Data listing:
----

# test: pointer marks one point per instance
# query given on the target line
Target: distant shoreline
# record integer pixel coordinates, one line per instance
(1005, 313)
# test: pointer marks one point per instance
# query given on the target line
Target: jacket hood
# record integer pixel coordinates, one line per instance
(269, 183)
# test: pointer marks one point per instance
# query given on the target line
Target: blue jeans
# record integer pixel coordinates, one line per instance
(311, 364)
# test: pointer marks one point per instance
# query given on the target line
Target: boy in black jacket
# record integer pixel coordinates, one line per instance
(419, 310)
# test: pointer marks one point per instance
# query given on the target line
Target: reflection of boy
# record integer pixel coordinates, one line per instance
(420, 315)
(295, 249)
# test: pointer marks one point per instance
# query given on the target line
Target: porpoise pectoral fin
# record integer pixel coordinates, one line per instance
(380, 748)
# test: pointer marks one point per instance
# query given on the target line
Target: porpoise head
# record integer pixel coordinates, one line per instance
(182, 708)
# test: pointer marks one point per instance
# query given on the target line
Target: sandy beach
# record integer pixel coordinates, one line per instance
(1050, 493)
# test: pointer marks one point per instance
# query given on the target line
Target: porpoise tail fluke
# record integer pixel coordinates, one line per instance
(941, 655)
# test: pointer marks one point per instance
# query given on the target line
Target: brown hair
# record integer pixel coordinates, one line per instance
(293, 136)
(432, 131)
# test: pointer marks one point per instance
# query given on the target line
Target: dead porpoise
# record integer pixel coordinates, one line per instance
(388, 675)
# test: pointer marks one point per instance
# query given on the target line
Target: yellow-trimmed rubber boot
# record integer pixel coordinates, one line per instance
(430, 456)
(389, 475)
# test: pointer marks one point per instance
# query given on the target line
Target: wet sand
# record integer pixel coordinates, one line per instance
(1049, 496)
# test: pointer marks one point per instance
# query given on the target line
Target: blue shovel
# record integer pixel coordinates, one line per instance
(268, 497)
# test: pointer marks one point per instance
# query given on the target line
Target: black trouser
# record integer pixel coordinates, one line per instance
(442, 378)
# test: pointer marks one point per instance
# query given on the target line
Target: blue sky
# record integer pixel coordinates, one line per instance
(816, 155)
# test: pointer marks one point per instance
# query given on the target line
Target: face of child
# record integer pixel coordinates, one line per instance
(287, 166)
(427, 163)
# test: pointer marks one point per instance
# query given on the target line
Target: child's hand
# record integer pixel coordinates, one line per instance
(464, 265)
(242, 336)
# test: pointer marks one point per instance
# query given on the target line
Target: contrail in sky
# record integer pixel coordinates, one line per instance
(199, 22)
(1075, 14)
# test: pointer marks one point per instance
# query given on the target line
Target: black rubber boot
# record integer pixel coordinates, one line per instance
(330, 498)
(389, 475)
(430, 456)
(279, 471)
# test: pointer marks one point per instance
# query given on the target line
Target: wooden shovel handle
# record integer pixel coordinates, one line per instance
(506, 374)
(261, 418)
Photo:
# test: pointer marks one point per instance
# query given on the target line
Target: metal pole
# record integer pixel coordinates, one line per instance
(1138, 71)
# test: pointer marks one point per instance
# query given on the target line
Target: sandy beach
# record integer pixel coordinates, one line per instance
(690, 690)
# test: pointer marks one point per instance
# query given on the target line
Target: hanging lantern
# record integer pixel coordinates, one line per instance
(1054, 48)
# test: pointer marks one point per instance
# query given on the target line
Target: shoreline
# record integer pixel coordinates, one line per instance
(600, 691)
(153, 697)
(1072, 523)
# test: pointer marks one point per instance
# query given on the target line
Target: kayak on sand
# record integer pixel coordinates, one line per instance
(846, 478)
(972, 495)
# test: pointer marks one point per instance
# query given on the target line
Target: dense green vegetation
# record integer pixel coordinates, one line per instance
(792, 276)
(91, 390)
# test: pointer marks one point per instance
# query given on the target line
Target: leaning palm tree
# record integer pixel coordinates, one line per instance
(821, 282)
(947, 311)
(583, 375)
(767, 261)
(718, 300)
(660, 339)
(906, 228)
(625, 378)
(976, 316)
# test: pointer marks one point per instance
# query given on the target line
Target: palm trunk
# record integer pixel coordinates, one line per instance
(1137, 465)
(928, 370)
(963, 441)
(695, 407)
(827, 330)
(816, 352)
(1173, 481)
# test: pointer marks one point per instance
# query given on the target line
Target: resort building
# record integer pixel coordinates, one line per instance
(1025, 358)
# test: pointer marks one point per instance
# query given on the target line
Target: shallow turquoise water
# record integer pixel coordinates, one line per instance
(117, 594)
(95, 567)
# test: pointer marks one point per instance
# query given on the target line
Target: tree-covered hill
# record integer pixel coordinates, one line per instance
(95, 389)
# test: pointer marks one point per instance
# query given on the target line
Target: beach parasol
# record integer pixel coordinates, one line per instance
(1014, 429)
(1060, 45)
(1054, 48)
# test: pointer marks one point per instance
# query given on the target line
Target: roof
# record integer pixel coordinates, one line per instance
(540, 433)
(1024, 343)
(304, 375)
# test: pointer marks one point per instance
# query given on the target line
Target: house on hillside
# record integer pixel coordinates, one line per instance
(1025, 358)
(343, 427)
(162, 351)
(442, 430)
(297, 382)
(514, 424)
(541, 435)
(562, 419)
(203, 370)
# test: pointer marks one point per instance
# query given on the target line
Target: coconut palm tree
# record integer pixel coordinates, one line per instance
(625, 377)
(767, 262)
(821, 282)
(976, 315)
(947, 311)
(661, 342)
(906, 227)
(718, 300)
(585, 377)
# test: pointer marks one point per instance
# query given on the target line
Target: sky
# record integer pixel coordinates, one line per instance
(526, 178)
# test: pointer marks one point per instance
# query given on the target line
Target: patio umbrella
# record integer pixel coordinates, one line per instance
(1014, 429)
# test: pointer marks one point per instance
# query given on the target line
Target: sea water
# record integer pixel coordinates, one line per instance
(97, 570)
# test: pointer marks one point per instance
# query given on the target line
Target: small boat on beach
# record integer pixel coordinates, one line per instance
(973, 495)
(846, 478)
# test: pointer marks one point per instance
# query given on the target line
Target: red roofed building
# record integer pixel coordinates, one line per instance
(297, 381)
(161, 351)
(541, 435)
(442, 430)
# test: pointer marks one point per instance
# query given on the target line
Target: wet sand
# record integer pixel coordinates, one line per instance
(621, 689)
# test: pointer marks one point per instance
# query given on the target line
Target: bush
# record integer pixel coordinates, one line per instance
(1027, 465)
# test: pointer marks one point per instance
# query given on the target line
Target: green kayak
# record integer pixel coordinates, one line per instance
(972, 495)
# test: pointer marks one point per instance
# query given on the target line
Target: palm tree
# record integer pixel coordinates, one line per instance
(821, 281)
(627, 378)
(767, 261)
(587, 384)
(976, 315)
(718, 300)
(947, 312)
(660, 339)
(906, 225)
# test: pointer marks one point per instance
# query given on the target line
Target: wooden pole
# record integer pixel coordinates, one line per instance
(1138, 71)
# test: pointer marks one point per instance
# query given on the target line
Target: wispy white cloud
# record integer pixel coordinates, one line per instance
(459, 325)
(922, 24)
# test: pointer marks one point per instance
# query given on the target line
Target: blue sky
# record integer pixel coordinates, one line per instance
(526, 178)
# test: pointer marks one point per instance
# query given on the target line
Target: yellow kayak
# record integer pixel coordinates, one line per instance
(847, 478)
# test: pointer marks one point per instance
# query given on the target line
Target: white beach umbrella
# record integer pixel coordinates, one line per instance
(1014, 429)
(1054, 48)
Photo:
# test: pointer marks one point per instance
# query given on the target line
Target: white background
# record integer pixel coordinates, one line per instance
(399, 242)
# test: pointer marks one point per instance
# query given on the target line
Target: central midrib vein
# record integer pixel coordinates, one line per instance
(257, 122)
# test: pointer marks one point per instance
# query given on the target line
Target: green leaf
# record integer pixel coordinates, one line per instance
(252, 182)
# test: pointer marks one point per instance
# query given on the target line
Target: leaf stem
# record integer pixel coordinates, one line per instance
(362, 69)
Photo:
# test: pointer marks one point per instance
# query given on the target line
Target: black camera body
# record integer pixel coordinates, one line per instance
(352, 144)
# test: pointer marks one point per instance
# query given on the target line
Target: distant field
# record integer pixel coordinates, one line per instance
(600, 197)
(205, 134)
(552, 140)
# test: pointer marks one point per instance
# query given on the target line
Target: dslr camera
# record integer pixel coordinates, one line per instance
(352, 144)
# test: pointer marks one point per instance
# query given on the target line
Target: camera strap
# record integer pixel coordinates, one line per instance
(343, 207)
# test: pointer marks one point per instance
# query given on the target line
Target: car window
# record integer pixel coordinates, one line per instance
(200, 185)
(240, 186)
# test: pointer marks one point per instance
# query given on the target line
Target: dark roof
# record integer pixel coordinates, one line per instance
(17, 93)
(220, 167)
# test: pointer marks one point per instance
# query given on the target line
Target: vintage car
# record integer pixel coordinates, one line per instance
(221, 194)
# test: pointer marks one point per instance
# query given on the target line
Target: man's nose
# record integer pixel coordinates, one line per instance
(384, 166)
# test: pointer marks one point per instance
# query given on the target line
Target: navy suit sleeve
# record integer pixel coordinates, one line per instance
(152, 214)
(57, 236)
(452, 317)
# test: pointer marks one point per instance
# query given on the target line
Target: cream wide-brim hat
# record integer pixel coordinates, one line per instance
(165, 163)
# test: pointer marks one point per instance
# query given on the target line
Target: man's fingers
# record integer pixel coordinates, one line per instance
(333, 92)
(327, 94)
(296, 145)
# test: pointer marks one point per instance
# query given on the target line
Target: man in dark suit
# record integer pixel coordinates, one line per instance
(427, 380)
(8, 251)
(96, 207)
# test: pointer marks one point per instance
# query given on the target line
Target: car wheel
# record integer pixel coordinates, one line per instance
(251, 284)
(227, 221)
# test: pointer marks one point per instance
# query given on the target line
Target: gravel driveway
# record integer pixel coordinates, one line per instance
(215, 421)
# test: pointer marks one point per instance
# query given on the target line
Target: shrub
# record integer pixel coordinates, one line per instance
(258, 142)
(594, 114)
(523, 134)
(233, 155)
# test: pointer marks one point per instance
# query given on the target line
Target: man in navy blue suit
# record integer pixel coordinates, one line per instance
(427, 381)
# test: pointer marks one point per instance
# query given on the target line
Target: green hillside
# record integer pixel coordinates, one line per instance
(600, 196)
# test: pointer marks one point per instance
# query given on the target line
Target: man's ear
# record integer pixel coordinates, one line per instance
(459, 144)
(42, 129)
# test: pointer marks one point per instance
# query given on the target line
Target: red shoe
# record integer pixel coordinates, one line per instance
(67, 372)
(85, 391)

----

From the first line of the items through the line containing "(1050, 493)", inclusive, give each line as one string in a JSON list, leaving out blank lines.

Exercise result:
[
  "# test: pointer marks one point per instance",
  "# query given on the target line",
  "Target: distant shoreline",
  "# record integer pixel coordinates, one line per instance",
  "(1005, 313)",
  "# test: pointer marks one point per instance",
  "# query given on the target line",
  "Target: jacket hood",
  "# record integer pixel coordinates, one line per instance",
  "(269, 183)",
  "# test: pointer marks one point per instance",
  "# query given on the target line",
  "Target: blue jeans",
  "# record integer pixel coordinates, one line per instance",
  "(311, 364)",
  "# test: pointer marks one point per instance",
  "# query given on the target line",
  "Target: boy in black jacket",
  "# record integer pixel coordinates, one line per instance",
  "(419, 310)",
  "# test: pointer marks one point per instance",
  "# query given on the target line",
  "Target: reflection of boy",
  "# record integer pixel coordinates, one line per instance",
  "(420, 315)",
  "(295, 249)",
  "# test: pointer marks one point per instance",
  "# query given on the target line",
  "Target: porpoise pectoral fin",
  "# record integer pixel coordinates, one line per instance",
  "(380, 748)",
  "# test: pointer marks one point per instance",
  "# query given on the target line",
  "Target: porpoise head",
  "# record integer pixel coordinates, one line per instance",
  "(182, 708)",
  "# test: pointer marks one point per instance",
  "# query given on the target line",
  "Target: sandy beach",
  "# record integer pixel coordinates, one line per instance",
  "(1050, 493)"
]